[Dataset entries]

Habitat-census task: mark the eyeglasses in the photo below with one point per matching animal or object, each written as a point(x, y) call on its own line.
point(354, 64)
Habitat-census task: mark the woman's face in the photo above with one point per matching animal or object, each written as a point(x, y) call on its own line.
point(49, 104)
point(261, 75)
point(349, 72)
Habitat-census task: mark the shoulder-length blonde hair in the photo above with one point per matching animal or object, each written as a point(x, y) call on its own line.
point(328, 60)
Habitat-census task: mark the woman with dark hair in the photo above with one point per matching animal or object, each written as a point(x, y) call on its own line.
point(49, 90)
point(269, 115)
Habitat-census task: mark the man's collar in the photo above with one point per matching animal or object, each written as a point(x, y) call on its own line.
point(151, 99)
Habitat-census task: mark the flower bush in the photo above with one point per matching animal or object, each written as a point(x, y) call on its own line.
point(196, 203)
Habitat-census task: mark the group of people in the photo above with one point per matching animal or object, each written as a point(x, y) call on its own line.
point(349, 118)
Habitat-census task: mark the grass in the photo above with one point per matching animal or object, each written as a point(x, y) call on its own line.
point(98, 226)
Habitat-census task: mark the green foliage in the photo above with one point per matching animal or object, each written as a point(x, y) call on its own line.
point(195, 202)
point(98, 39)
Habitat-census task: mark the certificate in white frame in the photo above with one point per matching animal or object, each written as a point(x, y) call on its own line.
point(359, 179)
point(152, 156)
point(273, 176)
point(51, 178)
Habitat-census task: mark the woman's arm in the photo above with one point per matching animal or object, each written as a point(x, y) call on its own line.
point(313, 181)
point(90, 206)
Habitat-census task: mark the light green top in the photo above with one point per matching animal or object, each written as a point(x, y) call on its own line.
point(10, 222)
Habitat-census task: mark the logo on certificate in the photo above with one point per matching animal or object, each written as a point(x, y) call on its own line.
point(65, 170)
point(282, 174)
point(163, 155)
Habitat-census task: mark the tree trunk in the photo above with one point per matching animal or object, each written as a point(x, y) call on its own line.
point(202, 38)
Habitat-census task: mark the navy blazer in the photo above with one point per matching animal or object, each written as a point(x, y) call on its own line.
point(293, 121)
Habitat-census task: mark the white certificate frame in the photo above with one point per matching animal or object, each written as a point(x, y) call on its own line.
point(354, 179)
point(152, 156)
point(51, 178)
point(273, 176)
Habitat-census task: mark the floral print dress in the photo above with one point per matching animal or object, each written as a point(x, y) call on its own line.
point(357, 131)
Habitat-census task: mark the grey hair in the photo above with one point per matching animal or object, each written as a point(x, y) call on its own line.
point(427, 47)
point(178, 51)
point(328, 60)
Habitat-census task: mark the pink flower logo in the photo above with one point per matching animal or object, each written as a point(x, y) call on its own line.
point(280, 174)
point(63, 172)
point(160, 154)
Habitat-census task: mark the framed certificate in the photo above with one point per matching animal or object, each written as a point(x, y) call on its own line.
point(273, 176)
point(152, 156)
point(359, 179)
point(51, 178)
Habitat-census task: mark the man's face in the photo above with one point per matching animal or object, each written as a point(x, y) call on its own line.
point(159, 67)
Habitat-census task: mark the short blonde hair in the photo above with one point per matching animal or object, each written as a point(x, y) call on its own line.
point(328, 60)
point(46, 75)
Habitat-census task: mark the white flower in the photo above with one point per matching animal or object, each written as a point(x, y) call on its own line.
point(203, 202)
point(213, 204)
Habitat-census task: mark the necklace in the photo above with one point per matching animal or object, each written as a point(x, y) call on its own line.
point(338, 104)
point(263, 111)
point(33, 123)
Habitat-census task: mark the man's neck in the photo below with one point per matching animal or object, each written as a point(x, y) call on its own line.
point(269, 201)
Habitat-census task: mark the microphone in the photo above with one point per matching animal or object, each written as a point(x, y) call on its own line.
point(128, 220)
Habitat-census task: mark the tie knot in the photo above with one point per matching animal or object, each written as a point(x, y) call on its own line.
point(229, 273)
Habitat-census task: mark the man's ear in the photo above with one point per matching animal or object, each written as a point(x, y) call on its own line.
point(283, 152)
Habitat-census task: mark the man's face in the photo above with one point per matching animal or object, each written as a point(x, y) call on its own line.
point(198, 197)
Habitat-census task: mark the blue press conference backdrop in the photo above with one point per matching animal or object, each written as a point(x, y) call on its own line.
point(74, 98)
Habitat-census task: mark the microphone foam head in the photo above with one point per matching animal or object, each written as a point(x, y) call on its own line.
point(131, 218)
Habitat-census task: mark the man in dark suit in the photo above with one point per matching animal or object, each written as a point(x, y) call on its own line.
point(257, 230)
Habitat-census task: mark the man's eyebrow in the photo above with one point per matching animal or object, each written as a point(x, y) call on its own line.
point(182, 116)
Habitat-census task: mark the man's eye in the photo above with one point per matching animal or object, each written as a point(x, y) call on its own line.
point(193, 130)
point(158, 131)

[Work to be completed]
Could you transcribe every record above exactly as it appears?

[Exercise output]
Habitat-census task: mark the eyeglasses in the photo below with one point per matching animal or object, each written as a point(x, y) call on its own line.
point(354, 64)
Habitat-census task: mark the woman's face in the photo above with one point per matching animal or object, each written as a point(x, y) call on its own line.
point(49, 104)
point(261, 75)
point(349, 72)
Habitat-census task: mark the shoulder-length blonde hair in the photo above with one point per matching animal or object, each written as a point(x, y) call on its own line.
point(328, 60)
Habitat-census task: mark the woman with dark hair in the photo above with one point per matching animal or object, each written as a point(x, y) call on its own line.
point(49, 90)
point(269, 115)
Habitat-census task: mark the man's collar in the photo above with one point per matching animal or object, each written as a point(x, y) call on its own line.
point(151, 99)
Habitat-census task: mark the flower bush in the photo above with one point per matching animal or object, each written as a point(x, y) call on its own line.
point(196, 203)
Habitat-census task: mark the group of people in the photo above with one point per matching animal or object, each written as a point(x, y) call on its own line.
point(349, 118)
Habitat-census task: mark the grass in the photo above with one point per matching animal or object, each written as a point(x, y) call on its own line.
point(98, 226)
Habitat-census task: mark the green foliage in the photo above with one point per matching animal or object, each written as a point(x, y) call on its own line.
point(195, 202)
point(98, 39)
Habitat-census task: mark the certificate in white frame in the photo above with one point per matching animal or object, each written as a point(x, y) call on its own line.
point(359, 179)
point(152, 156)
point(273, 176)
point(51, 178)
Habitat-census task: mark the woman's arm in the photo above with one point per matching animal or object, each written as a point(x, y) call on its own line.
point(313, 181)
point(90, 206)
Habitat-census task: mark the light green top in the photo above with one point per matching animal or object, each written as a point(x, y) call on its own line.
point(10, 222)
Habitat-census task: mark the logo on certificate in the photo above with one point per matching animal or object, each written as a point(x, y) call on its own line.
point(65, 170)
point(282, 174)
point(163, 155)
Habitat-census task: mark the tree trunk in the photo above with one point per matching animal or object, each written as a point(x, y) call on its own line.
point(202, 38)
Habitat-census task: mark the navy blazer in the photo above with one point per matching animal or object, each written as a point(x, y) call on its own line.
point(293, 121)
Habitat-census task: mark the white certificate frame in the photo above with one point per matching animal or object, each written as a point(x, y) call on its own line.
point(354, 179)
point(152, 156)
point(51, 178)
point(273, 176)
Habitat-census task: mark the floral print dress in the photo above with one point per matching animal or object, each written as a point(x, y) call on its own line.
point(357, 131)
Habitat-census task: mark the grey hair in the photo above with one point per matching animal or object, each written as a point(x, y) call on its own line.
point(427, 47)
point(178, 51)
point(328, 60)
Habitat-census task: mark the pink flower logo in the photo above with one point per matching animal or object, each written as a point(x, y) call on its own line.
point(280, 174)
point(63, 172)
point(160, 154)
Habitat-census task: mark the framed certificate in the photo above with one point per matching animal or object, each written as a point(x, y) call on its own line.
point(273, 176)
point(152, 156)
point(359, 179)
point(51, 178)
Habitat-census task: mark the man's face in the photo above with one point per matching animal or object, each written as a point(x, y) call on its own line.
point(159, 67)
Habitat-census task: mark the short blonde hair in the photo above with one point per matching animal or object, each written as a point(x, y) call on its own line.
point(328, 60)
point(46, 75)
Habitat-census task: mark the white flower in the photo above with one point per matching animal or object, each written as a point(x, y) call on its own line.
point(203, 202)
point(213, 204)
Habitat-census task: mark the necklace in the photo above with one point per matching animal or object, each written as a point(x, y) call on its own line.
point(338, 104)
point(263, 111)
point(33, 123)
Habitat-census task: mark the man's neck in the photo below with one point per matching animal or object, each written as a point(x, y) call on its own line.
point(269, 201)
Habitat-census task: mark the microphone in the photo above with one point per matching animal or object, each written as a point(x, y) call on its own line.
point(128, 220)
Habitat-census task: mark the tie knot in the photo above with one point per matching animal or object, each written as a point(x, y) call on its own line.
point(229, 273)
Habitat-census task: mark the man's ear in the photo above with one point per matching animal or object, each written as a point(x, y) call on its own line.
point(283, 152)
Habitat-census task: mark the man's face in the photo above with one point per matching animal or object, each written as a point(x, y) call on its own line.
point(198, 197)
Habitat-census task: mark the blue press conference backdrop in the photo above with one point per matching animal or object, each written as a point(x, y) call on its own line.
point(74, 98)
Habitat-census task: mark the microphone foam head in the photo above with one point per matching animal or object, each written as a point(x, y) call on its own line.
point(131, 218)
Habitat-census task: mark the man in dark suit in the photo above with one point per matching animal or object, each written as a point(x, y) call on its own line.
point(257, 230)
Habitat-census task: mark the man's eyebrow in the photo above with one point per matching animal or object, each written as a point(x, y) call on its own line.
point(182, 116)
Habitat-census task: mark the man's eye in the photo above with one point per matching animal or object, each written as a point(x, y) call on its own line.
point(193, 130)
point(158, 131)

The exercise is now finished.